Object position labeling entries
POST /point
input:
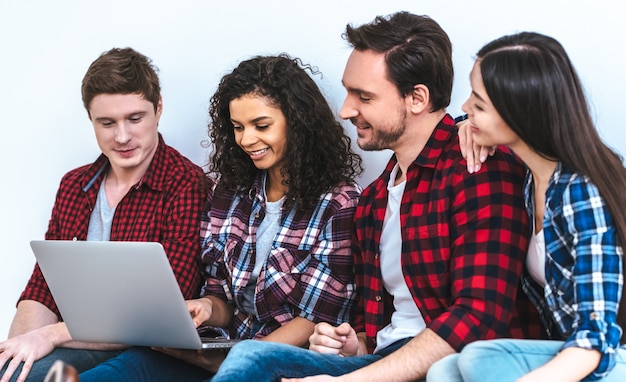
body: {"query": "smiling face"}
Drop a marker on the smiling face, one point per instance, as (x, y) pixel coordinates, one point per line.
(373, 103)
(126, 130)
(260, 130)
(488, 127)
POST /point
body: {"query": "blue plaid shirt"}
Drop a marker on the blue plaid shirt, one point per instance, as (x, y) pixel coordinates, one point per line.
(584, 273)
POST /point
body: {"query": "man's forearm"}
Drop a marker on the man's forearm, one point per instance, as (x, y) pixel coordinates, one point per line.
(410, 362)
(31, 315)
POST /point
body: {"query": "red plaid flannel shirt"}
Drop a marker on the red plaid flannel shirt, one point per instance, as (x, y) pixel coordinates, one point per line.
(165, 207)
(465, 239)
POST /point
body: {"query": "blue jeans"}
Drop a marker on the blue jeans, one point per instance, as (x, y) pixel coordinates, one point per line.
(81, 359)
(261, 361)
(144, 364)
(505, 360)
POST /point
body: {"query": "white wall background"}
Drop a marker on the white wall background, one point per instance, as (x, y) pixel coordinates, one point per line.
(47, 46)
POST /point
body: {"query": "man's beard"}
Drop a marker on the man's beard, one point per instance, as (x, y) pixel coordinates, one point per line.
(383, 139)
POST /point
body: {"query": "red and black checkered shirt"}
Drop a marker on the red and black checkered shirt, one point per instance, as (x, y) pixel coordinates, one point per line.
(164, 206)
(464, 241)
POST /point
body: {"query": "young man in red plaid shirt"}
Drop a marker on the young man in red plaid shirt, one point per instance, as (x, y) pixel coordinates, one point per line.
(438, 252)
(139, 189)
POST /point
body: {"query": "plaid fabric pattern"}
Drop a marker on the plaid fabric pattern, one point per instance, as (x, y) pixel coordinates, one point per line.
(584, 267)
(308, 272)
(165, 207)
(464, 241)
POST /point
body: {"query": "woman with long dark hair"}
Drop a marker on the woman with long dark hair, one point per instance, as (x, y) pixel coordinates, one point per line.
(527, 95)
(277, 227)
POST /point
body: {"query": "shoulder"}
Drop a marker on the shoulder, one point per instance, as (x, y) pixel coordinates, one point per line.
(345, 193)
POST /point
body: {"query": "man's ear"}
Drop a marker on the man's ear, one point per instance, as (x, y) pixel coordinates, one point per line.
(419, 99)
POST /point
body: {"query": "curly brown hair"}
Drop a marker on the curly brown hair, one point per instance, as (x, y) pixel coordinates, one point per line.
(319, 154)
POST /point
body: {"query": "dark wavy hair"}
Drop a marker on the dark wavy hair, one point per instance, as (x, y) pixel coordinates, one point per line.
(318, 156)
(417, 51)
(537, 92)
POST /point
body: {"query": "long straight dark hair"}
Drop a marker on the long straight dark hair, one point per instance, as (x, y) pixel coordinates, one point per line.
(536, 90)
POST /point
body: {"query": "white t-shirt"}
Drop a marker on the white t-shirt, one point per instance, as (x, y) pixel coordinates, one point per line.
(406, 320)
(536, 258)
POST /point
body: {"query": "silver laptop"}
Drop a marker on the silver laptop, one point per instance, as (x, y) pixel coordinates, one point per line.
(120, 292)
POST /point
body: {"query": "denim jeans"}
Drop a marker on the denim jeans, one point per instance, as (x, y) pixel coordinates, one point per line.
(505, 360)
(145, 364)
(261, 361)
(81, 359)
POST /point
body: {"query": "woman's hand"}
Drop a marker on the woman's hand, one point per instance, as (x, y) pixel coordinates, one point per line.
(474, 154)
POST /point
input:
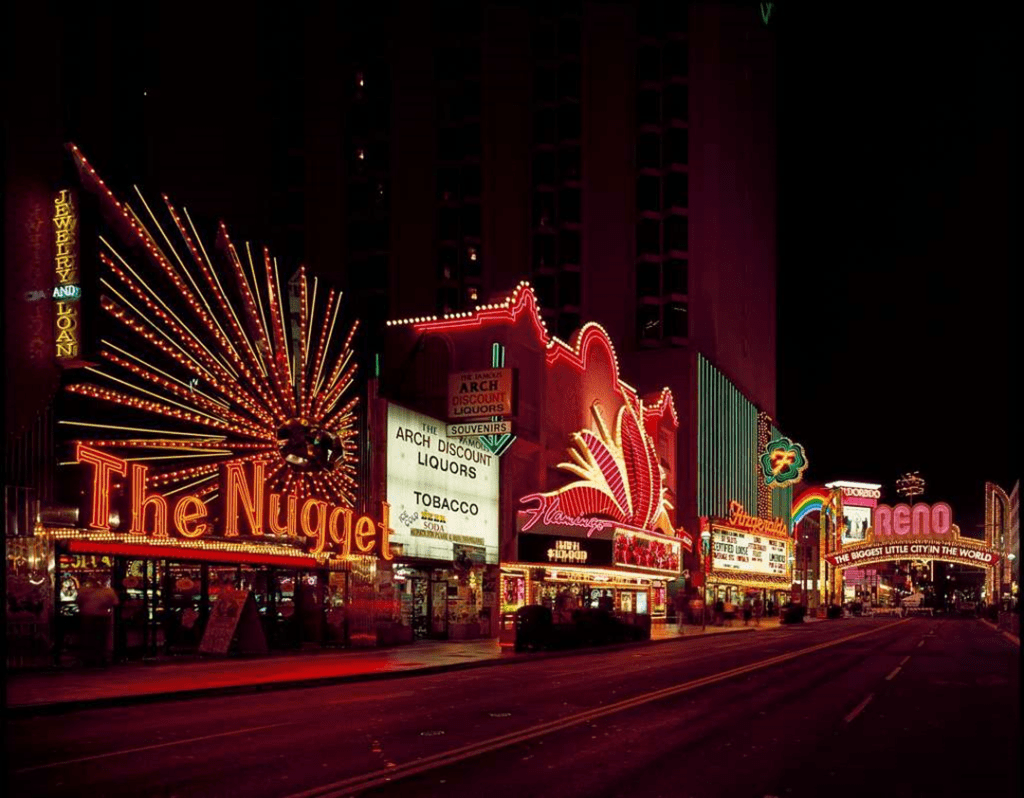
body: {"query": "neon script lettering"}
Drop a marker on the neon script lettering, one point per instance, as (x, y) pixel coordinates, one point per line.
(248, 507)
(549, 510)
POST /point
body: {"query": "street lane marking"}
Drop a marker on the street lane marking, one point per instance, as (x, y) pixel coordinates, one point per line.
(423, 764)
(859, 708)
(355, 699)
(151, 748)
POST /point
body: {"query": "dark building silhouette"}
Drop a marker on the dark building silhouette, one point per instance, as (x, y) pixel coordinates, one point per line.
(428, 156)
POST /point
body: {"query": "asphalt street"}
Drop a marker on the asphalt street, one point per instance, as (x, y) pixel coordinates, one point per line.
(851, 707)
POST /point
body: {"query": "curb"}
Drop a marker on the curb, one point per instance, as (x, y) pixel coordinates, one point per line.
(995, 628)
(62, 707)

--

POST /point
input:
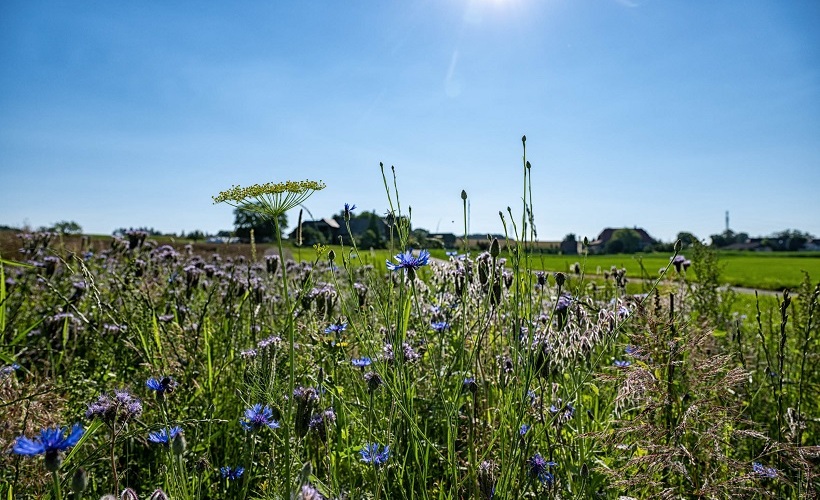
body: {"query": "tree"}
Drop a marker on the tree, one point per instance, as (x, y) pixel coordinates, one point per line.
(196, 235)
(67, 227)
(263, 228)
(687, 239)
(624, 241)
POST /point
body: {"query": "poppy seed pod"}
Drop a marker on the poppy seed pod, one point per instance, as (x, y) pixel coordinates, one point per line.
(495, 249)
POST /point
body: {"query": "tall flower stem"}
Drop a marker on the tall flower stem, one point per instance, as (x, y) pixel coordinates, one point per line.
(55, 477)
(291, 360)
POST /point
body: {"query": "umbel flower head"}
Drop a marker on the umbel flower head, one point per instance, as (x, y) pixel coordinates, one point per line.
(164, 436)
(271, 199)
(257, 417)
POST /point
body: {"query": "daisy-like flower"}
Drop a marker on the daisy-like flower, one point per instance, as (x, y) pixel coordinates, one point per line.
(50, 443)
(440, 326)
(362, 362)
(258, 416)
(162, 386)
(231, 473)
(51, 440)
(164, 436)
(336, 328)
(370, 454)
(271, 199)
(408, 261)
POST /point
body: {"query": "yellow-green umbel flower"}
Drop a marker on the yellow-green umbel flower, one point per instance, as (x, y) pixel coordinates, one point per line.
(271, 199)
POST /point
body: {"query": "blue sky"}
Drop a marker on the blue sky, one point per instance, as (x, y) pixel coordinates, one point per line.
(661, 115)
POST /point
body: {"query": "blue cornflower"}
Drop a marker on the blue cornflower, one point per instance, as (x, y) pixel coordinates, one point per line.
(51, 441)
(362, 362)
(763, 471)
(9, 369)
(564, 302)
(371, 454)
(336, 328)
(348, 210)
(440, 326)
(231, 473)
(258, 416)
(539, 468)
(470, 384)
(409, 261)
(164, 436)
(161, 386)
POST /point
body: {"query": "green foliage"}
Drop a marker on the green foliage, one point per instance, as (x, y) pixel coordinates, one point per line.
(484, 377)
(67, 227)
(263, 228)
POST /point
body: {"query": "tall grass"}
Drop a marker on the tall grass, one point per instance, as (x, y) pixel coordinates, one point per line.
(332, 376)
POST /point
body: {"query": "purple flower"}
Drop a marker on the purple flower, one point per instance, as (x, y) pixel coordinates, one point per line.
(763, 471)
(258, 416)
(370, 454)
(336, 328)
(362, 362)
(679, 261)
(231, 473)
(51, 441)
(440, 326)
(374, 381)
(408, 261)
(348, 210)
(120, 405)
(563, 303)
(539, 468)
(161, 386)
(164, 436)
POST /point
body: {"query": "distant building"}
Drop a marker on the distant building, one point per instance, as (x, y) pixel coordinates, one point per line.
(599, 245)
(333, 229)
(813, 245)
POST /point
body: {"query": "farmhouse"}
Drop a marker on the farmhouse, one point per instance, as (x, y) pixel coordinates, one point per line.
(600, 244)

--

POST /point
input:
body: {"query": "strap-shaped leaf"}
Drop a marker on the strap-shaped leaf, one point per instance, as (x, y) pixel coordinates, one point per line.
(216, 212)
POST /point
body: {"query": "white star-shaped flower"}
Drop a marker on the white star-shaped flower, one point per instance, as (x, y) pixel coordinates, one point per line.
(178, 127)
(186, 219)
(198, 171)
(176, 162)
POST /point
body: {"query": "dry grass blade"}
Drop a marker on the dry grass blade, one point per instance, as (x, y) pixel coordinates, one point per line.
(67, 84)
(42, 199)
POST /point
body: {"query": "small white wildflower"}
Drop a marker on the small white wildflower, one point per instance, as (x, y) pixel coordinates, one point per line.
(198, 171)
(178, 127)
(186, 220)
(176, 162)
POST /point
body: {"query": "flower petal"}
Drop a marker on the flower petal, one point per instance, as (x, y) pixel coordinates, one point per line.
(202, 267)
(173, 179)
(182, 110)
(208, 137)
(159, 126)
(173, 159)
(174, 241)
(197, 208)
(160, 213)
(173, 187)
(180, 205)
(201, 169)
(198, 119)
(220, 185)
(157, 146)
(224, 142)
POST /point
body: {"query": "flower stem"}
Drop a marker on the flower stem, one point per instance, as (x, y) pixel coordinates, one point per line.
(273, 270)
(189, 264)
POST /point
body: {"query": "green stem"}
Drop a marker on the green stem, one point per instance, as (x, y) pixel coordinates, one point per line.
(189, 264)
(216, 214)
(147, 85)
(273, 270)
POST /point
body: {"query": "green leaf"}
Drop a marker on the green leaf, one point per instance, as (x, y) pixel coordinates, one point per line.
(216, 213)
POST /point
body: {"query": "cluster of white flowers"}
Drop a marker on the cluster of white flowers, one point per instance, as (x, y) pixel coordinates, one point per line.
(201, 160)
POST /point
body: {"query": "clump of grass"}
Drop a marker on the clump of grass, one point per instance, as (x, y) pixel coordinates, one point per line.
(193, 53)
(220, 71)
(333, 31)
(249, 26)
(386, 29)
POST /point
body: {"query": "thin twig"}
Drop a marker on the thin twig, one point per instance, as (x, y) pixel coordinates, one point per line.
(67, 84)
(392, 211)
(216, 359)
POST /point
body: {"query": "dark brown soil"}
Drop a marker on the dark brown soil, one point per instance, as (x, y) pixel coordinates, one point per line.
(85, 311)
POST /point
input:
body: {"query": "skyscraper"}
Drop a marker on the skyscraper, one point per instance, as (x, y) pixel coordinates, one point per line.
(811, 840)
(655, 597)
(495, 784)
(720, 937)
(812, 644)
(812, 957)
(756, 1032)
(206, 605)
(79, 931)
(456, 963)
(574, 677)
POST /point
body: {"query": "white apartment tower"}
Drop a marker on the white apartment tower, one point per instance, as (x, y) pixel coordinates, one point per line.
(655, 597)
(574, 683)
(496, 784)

*What the task requires*: Pull out every line of the items above that contains the string "strap", and copy each one in full. Case counts, so match the letters as given.

*Result of the task*:
body: {"query": "strap-shaped leaf"}
Drop a marker on the strap-shaped leaf, one point per instance, as (x, y) pixel coordinates, one point per line.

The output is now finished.